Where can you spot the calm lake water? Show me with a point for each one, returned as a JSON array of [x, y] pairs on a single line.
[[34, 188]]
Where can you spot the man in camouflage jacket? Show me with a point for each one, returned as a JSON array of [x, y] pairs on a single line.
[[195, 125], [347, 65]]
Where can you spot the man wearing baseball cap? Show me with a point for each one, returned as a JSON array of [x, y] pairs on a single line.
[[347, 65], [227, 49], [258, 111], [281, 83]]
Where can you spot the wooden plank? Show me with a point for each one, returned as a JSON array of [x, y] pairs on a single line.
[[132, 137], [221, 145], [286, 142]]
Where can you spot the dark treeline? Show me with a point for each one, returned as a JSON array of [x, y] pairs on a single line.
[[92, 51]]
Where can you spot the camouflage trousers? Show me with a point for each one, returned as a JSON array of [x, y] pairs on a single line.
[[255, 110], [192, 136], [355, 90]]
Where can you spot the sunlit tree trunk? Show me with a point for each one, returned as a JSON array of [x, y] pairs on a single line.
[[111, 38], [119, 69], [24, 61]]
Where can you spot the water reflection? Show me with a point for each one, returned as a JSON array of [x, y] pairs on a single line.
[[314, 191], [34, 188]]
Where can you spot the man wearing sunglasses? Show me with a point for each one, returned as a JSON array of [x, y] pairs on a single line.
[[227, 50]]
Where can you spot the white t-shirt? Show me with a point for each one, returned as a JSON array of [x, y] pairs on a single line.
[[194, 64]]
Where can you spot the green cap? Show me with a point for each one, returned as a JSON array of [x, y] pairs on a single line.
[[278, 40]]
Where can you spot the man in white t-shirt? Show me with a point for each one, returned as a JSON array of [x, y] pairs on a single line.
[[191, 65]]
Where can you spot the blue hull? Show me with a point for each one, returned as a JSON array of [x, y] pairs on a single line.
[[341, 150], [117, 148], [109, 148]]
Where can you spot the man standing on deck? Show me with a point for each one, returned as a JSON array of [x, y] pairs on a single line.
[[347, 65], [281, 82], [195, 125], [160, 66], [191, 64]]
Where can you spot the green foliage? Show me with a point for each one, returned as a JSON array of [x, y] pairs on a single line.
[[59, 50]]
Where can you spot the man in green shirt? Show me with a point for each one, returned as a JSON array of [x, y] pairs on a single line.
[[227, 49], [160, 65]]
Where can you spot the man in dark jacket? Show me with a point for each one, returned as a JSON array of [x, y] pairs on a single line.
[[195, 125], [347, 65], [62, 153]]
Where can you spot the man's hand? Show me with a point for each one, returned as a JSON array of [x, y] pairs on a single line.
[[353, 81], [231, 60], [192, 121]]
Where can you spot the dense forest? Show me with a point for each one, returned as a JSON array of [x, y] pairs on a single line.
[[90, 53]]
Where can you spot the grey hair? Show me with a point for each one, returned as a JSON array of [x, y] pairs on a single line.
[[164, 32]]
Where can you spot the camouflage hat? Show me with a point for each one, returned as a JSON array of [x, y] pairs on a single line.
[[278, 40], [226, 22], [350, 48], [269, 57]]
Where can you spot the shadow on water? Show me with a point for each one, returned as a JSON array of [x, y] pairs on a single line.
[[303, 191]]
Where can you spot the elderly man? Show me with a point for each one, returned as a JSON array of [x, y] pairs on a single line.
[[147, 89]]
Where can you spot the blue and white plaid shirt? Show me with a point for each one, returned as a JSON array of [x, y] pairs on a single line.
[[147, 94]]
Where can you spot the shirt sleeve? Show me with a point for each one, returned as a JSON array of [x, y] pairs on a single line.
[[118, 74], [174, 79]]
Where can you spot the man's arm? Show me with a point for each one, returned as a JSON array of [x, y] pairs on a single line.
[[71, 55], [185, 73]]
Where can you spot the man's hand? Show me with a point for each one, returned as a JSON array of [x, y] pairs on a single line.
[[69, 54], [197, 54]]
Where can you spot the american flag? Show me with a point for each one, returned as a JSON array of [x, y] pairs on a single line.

==================================================

**What to produce**
Rewrite the listing lines starting with the line containing "Where can you spot the grey" and going on through the line containing "[[118, 74], [174, 79]]", swapping "plaid shirt" for "checked shirt" and leaving everything else the same. Return only those lines.

**Response below**
Where can you spot the grey hair? Show me with a point for each one, returned as a JSON array of [x, y] pairs on a single line.
[[164, 32]]
Where can you spot the camouflage hat? Show me with a point for each one, returned as a JSON array of [x, y] pairs on a single line.
[[278, 40], [226, 22], [350, 48], [269, 57]]
Where can you spot the shadow on water? Show me with a point for each one, returned as a JSON array of [x, y] pairs on a single line.
[[303, 191]]
Where can you spot the elderly man? Show me with a point for each one, returned as a JSON array of [x, y] pairs on a single line.
[[147, 89]]
Where can you spot the blue and white checked shirt? Show me with a point for each one, returned as a JSON array of [x, y] pairs on a single line.
[[147, 94]]
Where can you spot the shirt sleeve? Show me with a point for each one, returned as a JSON array of [x, y] pairs on a single line.
[[118, 74], [174, 79]]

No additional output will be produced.